### EXERCISE AIM
Rewrite every line of the data from the line that contains "In this photo, point at the ceiling" through the end of the data, and raise each coordinate in the answers by 136.
[start INFORMATION SUPPLIED]
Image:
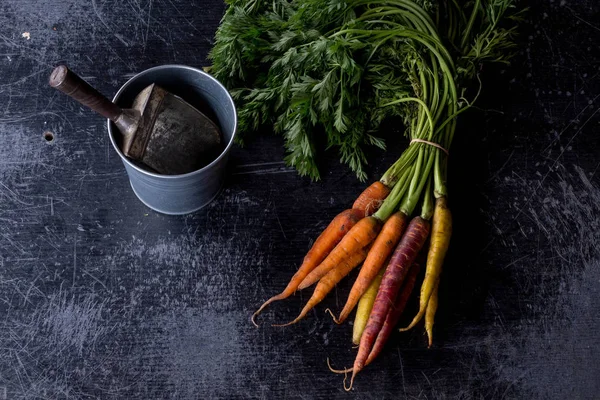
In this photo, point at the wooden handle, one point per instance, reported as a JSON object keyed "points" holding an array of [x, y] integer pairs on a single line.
{"points": [[65, 80]]}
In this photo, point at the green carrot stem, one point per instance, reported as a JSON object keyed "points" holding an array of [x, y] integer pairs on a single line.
{"points": [[411, 200], [428, 206], [391, 202]]}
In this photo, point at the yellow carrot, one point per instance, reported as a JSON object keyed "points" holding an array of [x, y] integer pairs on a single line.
{"points": [[430, 313], [365, 304], [441, 231]]}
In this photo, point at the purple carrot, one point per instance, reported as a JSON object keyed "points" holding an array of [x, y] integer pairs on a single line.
{"points": [[404, 256], [395, 312]]}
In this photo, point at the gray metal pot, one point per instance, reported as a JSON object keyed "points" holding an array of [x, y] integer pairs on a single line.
{"points": [[185, 193]]}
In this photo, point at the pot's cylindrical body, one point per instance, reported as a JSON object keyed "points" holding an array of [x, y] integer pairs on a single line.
{"points": [[185, 193]]}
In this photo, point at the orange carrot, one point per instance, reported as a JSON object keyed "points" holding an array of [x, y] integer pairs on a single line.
{"points": [[402, 259], [328, 239], [331, 279], [371, 198], [382, 248], [359, 236]]}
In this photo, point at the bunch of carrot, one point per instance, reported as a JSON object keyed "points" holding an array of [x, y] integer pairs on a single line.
{"points": [[402, 221]]}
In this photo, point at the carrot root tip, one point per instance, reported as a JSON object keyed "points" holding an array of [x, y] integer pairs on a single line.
{"points": [[349, 388], [337, 371]]}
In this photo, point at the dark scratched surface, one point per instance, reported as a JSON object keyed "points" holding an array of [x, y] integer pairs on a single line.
{"points": [[102, 298]]}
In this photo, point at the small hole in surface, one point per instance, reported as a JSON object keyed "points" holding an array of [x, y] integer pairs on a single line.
{"points": [[49, 136]]}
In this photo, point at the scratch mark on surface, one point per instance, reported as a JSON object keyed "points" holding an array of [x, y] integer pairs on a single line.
{"points": [[95, 7], [74, 260], [582, 20]]}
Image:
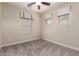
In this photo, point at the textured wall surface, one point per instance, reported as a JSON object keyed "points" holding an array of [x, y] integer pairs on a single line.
{"points": [[62, 33], [12, 30]]}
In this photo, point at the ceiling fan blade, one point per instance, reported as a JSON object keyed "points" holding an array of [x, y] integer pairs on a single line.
{"points": [[31, 4], [38, 6], [45, 3]]}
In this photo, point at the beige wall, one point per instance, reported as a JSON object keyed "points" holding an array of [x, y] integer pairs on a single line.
{"points": [[60, 33], [12, 26]]}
[end INFORMATION SUPPLIED]
### SOLVED PROBLEM
In this photo, point at the ceiling fan blade, one point per instance, reported as a JSON object keyed "points" holding an array of [x, y] integer pairs on a single line.
{"points": [[167, 140], [174, 142], [181, 139]]}
In this photo, point at the beige wall, one point per instance, reported as a JSON object keyed "points" holding an array of [x, y] integer pairs on a single line.
{"points": [[196, 169], [148, 162]]}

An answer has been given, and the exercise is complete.